• _TASK BRIEF_:
In the material below, how many lines contain the string "clicks"? Reply with the number only.
'''
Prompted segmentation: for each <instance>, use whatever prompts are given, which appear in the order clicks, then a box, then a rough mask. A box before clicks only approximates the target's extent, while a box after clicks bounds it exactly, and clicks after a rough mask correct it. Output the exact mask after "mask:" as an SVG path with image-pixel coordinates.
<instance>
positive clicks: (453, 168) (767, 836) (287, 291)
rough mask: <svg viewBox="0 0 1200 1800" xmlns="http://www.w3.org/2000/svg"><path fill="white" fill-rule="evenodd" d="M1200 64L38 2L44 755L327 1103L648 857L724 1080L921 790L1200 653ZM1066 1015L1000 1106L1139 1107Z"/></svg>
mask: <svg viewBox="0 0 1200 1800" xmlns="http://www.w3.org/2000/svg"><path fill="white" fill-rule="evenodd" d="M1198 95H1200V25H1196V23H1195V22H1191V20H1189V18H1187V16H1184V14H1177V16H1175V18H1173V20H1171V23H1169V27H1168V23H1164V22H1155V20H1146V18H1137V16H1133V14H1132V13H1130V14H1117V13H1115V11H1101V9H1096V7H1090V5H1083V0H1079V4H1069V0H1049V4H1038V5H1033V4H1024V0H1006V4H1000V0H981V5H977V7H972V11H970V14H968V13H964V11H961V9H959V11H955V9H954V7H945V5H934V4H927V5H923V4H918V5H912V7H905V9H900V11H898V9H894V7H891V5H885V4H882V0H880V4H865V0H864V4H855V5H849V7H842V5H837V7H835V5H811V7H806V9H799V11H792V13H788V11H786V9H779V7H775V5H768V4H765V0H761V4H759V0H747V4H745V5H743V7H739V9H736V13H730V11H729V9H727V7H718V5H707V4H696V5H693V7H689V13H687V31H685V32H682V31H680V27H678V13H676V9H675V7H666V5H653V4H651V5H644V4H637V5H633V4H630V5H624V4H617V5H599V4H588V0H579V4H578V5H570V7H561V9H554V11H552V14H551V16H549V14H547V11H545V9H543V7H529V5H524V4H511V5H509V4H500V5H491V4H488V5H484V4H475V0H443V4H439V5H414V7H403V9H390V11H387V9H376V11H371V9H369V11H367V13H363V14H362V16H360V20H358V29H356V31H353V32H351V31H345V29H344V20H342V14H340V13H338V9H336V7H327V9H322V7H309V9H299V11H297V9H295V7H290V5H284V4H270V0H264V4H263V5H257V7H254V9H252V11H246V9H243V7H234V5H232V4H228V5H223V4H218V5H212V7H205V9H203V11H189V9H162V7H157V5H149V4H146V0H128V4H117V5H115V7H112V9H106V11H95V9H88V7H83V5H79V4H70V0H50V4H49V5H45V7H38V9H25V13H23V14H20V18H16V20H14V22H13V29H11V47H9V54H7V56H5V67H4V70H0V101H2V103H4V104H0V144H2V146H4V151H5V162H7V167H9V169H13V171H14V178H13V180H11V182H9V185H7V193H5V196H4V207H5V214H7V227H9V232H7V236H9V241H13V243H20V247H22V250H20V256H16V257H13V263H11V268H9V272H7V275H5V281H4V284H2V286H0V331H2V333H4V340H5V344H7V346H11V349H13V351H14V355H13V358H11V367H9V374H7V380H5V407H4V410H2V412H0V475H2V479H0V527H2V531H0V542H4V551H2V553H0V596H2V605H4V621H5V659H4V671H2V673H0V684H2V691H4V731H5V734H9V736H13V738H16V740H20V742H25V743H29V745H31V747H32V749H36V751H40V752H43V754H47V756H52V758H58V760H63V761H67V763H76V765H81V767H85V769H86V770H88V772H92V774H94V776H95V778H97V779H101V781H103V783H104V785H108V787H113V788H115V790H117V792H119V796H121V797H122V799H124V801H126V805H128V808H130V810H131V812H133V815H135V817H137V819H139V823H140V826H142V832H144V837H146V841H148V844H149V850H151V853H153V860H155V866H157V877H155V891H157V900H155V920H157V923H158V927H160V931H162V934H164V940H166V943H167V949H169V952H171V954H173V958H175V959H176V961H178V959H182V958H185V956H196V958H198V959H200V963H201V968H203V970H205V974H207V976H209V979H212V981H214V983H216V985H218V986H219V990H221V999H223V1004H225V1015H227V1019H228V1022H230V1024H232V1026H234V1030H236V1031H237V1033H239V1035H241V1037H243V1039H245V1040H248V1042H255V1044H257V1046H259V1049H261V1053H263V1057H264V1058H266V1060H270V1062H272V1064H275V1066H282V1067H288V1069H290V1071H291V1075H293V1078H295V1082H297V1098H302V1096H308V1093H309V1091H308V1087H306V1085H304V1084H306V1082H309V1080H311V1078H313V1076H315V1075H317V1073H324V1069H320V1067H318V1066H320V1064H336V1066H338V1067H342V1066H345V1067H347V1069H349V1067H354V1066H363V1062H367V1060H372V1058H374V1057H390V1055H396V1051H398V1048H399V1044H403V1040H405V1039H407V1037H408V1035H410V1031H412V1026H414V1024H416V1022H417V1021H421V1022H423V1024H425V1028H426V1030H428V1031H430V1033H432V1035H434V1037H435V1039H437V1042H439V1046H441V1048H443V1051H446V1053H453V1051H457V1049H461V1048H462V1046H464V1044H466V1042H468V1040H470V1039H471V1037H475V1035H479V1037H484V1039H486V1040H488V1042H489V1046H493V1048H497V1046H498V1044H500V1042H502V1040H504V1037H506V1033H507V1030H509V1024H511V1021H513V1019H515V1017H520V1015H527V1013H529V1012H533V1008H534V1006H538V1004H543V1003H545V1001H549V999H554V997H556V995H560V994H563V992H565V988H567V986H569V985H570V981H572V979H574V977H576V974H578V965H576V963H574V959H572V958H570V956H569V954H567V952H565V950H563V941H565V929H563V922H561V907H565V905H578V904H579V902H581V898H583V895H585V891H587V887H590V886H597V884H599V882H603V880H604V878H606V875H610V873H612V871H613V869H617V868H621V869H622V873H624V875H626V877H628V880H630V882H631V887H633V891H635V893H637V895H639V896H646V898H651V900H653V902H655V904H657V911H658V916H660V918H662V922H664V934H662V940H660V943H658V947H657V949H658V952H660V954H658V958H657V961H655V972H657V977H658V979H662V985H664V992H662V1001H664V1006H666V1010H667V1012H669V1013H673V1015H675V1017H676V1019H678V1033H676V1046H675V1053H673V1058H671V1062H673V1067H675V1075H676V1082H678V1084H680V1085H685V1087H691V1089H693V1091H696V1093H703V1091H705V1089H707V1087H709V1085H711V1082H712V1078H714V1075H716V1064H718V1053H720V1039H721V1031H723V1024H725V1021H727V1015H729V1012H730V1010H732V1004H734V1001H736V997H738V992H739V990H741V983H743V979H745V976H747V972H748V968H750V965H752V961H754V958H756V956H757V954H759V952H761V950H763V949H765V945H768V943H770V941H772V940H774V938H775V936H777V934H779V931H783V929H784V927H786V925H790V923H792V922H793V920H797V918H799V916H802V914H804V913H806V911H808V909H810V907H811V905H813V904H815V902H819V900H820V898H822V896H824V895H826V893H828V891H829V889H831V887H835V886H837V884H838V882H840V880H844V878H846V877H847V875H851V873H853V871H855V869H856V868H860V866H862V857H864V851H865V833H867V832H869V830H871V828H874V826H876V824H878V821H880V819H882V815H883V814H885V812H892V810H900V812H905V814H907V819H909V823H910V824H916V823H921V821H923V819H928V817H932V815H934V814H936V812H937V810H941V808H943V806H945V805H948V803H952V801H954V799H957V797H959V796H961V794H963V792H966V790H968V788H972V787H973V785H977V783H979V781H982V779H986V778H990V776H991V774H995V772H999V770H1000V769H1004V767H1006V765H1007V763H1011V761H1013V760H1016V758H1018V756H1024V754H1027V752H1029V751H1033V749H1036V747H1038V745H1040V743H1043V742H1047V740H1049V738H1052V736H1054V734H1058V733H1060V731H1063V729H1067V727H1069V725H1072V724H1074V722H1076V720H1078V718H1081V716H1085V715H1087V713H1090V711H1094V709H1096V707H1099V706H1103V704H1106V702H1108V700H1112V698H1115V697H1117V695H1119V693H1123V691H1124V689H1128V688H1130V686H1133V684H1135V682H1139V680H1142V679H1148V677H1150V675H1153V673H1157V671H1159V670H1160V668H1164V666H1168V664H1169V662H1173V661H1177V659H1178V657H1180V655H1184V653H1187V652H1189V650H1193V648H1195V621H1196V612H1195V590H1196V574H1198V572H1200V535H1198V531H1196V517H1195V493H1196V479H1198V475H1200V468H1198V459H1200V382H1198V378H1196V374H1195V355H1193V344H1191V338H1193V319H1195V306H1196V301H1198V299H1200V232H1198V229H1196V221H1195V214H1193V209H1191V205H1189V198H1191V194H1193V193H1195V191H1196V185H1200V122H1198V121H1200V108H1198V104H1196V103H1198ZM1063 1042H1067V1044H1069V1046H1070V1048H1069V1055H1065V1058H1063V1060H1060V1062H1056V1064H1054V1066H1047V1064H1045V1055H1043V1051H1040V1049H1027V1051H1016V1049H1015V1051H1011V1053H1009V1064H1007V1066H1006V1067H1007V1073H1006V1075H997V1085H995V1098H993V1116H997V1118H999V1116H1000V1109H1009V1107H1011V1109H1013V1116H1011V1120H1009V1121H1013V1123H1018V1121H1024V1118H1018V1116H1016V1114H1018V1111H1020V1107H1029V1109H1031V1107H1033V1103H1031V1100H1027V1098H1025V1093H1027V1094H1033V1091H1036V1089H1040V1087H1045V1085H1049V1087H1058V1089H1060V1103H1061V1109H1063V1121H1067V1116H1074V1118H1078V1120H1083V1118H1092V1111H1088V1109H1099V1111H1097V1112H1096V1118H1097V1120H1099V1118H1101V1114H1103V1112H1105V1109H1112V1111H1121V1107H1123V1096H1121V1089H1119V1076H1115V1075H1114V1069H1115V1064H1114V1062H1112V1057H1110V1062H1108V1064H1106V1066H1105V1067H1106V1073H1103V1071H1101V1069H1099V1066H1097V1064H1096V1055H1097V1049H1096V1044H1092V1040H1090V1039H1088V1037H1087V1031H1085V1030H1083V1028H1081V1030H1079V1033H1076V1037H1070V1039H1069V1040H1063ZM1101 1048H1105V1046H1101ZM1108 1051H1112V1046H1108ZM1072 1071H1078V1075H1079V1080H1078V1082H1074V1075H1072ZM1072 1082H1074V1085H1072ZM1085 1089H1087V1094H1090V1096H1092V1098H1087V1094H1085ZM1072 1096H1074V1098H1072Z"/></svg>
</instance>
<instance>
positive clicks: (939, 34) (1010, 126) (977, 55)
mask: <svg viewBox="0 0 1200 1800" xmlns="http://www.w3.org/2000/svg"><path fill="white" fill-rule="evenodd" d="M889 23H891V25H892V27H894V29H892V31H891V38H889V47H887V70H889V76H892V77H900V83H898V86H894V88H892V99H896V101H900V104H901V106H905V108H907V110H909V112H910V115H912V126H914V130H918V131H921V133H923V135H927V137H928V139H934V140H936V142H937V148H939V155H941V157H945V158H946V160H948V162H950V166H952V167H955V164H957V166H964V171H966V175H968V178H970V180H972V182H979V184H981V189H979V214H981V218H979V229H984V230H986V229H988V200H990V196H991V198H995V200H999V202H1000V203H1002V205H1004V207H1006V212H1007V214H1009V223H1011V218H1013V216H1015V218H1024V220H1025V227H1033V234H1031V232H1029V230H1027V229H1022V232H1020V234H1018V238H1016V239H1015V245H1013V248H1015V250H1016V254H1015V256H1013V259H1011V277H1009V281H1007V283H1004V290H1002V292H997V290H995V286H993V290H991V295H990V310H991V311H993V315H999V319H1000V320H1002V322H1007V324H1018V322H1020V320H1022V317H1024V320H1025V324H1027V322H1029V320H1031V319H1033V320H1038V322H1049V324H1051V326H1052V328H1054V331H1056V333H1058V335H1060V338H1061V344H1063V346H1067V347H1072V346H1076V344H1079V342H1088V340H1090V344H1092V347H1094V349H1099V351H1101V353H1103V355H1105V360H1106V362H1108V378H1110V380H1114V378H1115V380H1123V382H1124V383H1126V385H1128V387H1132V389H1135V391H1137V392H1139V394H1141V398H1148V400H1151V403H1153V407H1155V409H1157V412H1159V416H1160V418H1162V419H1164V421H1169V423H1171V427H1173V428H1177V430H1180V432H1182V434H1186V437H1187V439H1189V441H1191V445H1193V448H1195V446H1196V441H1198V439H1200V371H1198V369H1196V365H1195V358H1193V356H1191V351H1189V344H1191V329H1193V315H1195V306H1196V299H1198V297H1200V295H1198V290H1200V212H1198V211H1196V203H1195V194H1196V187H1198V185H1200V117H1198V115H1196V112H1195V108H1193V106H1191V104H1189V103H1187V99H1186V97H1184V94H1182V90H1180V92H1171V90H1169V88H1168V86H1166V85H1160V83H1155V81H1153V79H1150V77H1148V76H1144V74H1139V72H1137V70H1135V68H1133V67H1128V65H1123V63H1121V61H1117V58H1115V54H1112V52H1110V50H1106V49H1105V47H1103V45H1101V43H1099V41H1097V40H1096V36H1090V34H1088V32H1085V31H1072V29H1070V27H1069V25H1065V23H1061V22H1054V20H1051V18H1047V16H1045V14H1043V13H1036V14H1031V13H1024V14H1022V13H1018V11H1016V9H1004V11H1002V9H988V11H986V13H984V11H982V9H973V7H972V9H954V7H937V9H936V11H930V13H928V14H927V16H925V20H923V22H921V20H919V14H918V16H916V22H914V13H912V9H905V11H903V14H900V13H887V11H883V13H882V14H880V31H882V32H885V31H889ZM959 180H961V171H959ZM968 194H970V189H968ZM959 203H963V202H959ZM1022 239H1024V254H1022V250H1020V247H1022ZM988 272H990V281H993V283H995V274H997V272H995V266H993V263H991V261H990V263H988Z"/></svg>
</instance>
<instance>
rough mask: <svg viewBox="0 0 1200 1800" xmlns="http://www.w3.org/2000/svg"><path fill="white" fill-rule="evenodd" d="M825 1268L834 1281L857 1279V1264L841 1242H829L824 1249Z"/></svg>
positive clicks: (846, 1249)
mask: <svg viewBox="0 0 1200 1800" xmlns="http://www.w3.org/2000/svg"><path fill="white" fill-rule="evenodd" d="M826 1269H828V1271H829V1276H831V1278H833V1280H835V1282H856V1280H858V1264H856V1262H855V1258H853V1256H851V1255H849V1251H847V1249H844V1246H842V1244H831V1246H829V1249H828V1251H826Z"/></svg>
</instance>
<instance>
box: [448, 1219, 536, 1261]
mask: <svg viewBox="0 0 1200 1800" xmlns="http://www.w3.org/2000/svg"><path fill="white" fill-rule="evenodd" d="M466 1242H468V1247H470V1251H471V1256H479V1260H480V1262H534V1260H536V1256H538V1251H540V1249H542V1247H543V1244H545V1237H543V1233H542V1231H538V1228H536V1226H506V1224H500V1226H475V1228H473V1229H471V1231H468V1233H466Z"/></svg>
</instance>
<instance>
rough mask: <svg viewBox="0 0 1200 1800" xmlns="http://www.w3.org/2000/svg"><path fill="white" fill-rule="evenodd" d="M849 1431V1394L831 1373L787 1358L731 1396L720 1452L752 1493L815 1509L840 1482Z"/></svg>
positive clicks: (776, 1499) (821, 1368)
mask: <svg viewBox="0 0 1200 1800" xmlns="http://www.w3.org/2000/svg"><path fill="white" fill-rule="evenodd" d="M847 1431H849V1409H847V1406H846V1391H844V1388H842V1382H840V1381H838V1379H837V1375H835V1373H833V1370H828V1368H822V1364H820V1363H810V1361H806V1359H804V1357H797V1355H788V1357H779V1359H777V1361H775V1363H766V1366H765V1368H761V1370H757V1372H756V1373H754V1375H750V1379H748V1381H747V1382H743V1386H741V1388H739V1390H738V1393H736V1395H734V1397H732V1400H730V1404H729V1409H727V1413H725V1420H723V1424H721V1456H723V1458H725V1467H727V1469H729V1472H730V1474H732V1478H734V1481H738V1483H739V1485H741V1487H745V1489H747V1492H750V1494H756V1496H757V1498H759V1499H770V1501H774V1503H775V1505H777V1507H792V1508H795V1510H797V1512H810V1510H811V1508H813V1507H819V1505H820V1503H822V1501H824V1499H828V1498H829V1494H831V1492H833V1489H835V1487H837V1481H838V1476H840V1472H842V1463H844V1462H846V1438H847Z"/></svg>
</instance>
'''
• _SOLUTION TO THE PROBLEM_:
5